**WORK INSTRUCTION**. Please output the entries below without altering a single character.

**PROVIDED ENTRIES**.
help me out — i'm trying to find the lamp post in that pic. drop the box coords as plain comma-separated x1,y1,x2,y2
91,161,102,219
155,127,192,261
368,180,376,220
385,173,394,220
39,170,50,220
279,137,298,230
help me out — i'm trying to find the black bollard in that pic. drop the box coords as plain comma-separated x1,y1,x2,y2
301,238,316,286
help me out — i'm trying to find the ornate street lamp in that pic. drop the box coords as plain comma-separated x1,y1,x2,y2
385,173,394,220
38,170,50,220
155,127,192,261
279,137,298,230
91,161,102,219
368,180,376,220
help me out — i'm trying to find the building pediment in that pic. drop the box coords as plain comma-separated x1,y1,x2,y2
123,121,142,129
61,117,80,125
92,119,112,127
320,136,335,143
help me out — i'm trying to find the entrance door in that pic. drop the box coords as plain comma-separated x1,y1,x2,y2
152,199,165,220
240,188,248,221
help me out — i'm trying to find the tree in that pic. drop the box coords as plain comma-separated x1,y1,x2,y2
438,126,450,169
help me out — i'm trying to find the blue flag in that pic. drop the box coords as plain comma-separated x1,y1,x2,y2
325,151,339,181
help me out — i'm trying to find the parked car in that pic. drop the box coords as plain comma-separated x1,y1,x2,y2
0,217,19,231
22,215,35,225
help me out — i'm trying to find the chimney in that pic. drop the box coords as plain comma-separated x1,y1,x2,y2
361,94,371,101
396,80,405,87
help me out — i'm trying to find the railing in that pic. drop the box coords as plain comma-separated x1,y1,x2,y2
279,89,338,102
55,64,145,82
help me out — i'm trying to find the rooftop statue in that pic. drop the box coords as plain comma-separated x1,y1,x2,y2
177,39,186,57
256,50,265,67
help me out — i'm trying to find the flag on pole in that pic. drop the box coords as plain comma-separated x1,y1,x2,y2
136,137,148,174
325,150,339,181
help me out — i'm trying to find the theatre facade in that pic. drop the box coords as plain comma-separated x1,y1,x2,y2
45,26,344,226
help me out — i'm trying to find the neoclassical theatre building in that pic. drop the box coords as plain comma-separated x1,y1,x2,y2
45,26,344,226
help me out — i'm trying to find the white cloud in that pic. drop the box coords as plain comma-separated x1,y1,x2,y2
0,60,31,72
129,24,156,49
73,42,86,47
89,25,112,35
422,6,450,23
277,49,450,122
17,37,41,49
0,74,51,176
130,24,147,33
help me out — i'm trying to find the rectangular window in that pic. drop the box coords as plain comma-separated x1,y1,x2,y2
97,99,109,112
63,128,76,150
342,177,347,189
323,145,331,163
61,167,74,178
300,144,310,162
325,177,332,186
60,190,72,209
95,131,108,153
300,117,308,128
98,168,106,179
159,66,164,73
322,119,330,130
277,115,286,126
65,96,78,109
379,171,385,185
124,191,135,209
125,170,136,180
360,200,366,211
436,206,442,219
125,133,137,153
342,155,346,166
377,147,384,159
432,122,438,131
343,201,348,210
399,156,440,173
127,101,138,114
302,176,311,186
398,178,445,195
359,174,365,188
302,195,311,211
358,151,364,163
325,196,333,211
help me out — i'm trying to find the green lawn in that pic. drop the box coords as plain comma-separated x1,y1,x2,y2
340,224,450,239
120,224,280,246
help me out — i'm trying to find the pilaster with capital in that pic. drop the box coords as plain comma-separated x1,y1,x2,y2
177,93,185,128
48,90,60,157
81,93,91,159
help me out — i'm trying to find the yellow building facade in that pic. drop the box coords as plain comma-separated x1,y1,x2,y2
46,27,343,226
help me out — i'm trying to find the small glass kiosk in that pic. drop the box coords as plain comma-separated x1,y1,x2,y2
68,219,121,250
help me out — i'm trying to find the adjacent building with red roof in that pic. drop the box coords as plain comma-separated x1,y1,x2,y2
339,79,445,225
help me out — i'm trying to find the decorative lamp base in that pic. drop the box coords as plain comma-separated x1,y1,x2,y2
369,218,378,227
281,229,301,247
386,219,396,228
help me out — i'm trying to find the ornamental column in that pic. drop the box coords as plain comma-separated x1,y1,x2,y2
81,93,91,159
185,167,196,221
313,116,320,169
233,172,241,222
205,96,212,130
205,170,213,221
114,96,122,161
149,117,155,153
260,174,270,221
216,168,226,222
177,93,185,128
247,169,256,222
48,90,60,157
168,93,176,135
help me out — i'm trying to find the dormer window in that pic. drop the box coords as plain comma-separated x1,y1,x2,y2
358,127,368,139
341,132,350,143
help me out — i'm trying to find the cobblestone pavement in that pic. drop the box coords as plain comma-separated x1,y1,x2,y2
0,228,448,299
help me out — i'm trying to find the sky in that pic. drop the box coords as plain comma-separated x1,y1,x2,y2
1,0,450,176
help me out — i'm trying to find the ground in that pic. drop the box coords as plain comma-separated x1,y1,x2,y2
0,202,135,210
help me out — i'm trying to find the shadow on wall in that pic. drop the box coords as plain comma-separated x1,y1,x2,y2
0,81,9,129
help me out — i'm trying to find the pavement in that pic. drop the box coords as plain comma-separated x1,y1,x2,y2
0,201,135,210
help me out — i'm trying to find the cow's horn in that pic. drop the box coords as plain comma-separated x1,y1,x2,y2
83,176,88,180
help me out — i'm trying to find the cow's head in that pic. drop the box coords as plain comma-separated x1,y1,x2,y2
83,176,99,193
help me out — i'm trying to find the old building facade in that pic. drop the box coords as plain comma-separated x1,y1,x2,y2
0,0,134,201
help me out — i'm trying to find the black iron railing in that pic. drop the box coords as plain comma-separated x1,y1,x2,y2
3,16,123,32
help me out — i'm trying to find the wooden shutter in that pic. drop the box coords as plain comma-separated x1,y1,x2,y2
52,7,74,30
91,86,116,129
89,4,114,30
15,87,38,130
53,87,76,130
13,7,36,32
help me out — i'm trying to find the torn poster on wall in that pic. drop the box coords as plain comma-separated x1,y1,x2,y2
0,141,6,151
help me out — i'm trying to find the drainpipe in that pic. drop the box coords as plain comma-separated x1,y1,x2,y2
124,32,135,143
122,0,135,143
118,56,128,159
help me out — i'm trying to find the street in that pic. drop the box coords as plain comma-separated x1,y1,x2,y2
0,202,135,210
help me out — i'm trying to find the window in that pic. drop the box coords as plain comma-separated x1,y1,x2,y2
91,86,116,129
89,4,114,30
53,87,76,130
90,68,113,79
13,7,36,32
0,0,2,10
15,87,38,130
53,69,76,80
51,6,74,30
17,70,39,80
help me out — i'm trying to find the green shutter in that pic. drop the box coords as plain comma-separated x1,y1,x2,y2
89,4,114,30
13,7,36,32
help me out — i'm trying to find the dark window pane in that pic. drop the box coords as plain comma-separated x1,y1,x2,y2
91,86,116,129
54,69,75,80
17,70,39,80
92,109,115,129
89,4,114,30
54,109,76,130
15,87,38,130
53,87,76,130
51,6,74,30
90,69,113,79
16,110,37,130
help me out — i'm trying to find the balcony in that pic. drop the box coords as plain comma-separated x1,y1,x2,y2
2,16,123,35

**YOUR SOLUTION**.
help me out — i'm trying to find the lamp post in that pic. drop the box coords as plain comma-separated x1,y1,x2,y2
91,161,102,219
155,127,192,261
368,180,376,220
385,173,394,220
39,170,50,220
279,137,298,230
help me out — i'm trying to find the black bollard in that pic. drop the box coords as plain comma-separated x1,y1,x2,y2
301,238,316,286
help me out — i'm trying to find the ornate street lamp in that pic. drop the box coords as plain comma-separated x1,y1,x2,y2
385,173,394,220
38,170,50,220
155,127,192,261
279,137,298,230
91,161,102,219
368,180,376,220
help me out — i'm trying to find the building pediment in that pic. drop the box coords as plain comma-separated x1,y1,x2,y2
123,121,142,129
61,117,80,125
92,119,112,127
320,136,335,143
help me out — i'm trying to find the entrance door in that pic. drop the box coords as plain comma-separated x1,y1,x2,y2
152,199,165,220
240,188,248,221
help me out — i'm trying to find the tree in that pic. drop the box coords as plain comma-separated x1,y1,x2,y2
438,126,450,169
help me out — i'm trying to find the blue flag in that pic. drop the box coords as plain comma-separated x1,y1,x2,y2
325,151,339,181
help me out — i'm trying to find the parked car in that pic. drop the box coords as plain comma-separated x1,y1,x2,y2
0,217,19,231
22,215,35,225
help me out — i'm trying to find the chimney in that pic. drop the box coords as plain comma-separated x1,y1,x2,y2
361,94,371,101
396,80,405,87
help me out — i'm trying to find the railing in that pic. drop the box coords as plain comma-separated x1,y1,x2,y2
279,89,338,102
55,64,145,82
help me out — i'm trying to find the rooftop statue in that pic. drop the box coords as plain comma-separated x1,y1,x2,y2
177,39,186,57
256,50,265,67
help me out — i'm trying to find the flag on pole in that pic. drop the box coords as plain comma-separated x1,y1,x2,y2
136,137,148,174
325,150,339,181
help me out — i'm trying to find the theatre facade in that pic. drop the box coords as plain comma-separated x1,y1,x2,y2
45,26,344,226
help me out — i'm trying to find the neoclassical theatre building in that pic. drop the box coords as plain comma-separated x1,y1,x2,y2
45,26,344,226
help me out — i'm trying to find the white cloud in that pic. drop the box coords as plain comma-separated x1,y1,x2,y2
0,60,31,72
129,24,156,49
73,42,86,47
89,25,112,35
422,6,450,23
277,49,450,122
17,37,41,49
0,74,51,176
130,24,147,33
help me out — i'm trying to find the rectangular window in that pic. drop the box coords as plain comma-separated x1,y1,x2,y2
97,99,109,112
63,128,76,150
342,177,347,189
323,145,331,163
61,167,74,178
300,144,310,162
325,177,332,186
60,190,72,209
95,131,108,153
300,117,308,128
98,168,106,179
159,66,164,73
322,119,330,130
277,115,286,126
65,96,78,109
379,171,385,185
124,191,135,209
125,170,136,180
360,200,366,211
436,206,442,219
125,133,137,153
342,155,346,166
377,147,384,159
432,122,438,131
343,201,348,210
399,156,440,173
127,101,138,114
302,176,311,186
398,178,445,195
359,174,365,188
302,195,311,211
358,151,364,163
325,196,333,211
help me out — i'm trying to find the green lawn in that pic. drop the box coords as plain comma-separated x1,y1,x2,y2
340,224,450,239
120,224,280,246
help me out — i'm trying to find the pilaster with capital in that pic. drop the box coords as plain comma-separated x1,y1,x2,y2
177,93,185,128
48,90,60,157
81,93,91,159
help me out — i'm trying to find the yellow building facade in that pic. drop the box coords as plain comma-separated x1,y1,x2,y2
46,27,343,226
help me out — i'm trying to find the small glass kiosk in that pic. drop the box coords as plain comma-separated x1,y1,x2,y2
68,219,121,250
help me out — i'm trying to find the adjacent building with red roof in that pic. drop the box coords as plain comma-separated x1,y1,x2,y2
339,79,445,225
help me out — i'm trying to find the decorative lamp base in that pic. drop the box coords as plain comma-separated x1,y1,x2,y2
369,218,378,227
281,229,301,247
386,219,396,228
help me out — i'm trying to find the ornamental column in that pic. drop the box coords as plain comma-separated x1,y1,x2,y2
81,93,91,159
185,167,196,221
313,116,320,169
233,172,241,222
205,96,212,130
205,170,213,221
114,96,122,161
149,117,155,153
260,174,270,221
216,168,226,222
177,93,185,128
247,169,256,222
48,90,60,157
168,93,176,135
help me out — i'm trying to find the dormer window in that pic. drop the box coords as plain comma-separated x1,y1,x2,y2
358,127,368,139
341,132,350,143
help me out — i'm trying to find the cobblestone pavement in that pic. drop the box coords as plain comma-separated x1,y1,x2,y2
0,228,448,299
help me out — i'm trying to find the sky in that pic. drop the box coords as plain comma-separated x1,y1,x2,y2
1,0,450,176
help me out — i'm trying to find the ground in that pic. drop the box coords as plain comma-separated x1,y1,x2,y2
0,202,135,210
help me out — i'm trying to find the shadow on wall in that pic. drop the box coords as plain comma-separated x1,y1,x2,y2
0,81,9,129
help me out — i'm trying to find the pavement in that pic. drop the box coords as plain comma-separated x1,y1,x2,y2
0,201,135,210
help me out — i'm trying to find the cow's horn in that pic. drop the box coords as plain comma-separated x1,y1,x2,y2
83,176,88,180
help me out — i'm trying to find the cow's head in that pic. drop the box coords as plain comma-separated x1,y1,x2,y2
83,176,99,193
help me out — i'm trying to find the old building facade in that pic. drop the box coords as plain comma-separated x1,y1,x2,y2
0,0,134,201
help me out — i'm trying to find the black iron railing in that pic. drop the box coords as plain comma-separated x1,y1,x2,y2
3,16,123,32
help me out — i'm trying to find the wooden shutter in that pic. drop the box coords as plain comma-separated x1,y1,x2,y2
52,7,74,30
91,86,116,129
89,4,114,30
15,87,38,130
53,87,76,130
13,7,36,32
help me out — i'm trying to find the torn poster on wall in that pic. drop the box coords as plain comma-separated x1,y1,x2,y2
0,141,6,151
help me out — i'm trying to find the drainpipe in that pic. drop the box coords as plain comma-separated x1,y1,x2,y2
124,32,135,143
122,0,135,143
118,56,128,159
help me out — i'm trying to find the street in that pic. drop the box coords as plain comma-separated x1,y1,x2,y2
0,202,135,210
help me out — i'm trying to find the window in that pic. drop the box coords as plain comma-separated x1,y1,x2,y2
91,86,116,129
89,4,114,30
53,87,76,130
90,68,113,79
13,7,36,32
0,0,2,10
15,87,38,130
53,69,76,80
51,6,74,30
17,70,39,80
help me out — i'm trying to find the green shutter in that pic. drop the box coords as plain comma-separated x1,y1,x2,y2
89,4,114,30
13,7,36,32
help me out — i'm trying to find the dark window pane in that pic. drop the box coords as plain comma-separated x1,y1,x2,y2
91,86,116,129
54,69,75,80
17,70,39,80
92,109,115,129
89,4,114,30
54,109,76,130
15,87,38,130
53,87,76,130
51,6,74,30
90,69,113,79
16,110,37,130
help me out — i'm trying to find the balcony in that pic. drop the box coords as plain comma-separated x1,y1,x2,y2
2,16,123,35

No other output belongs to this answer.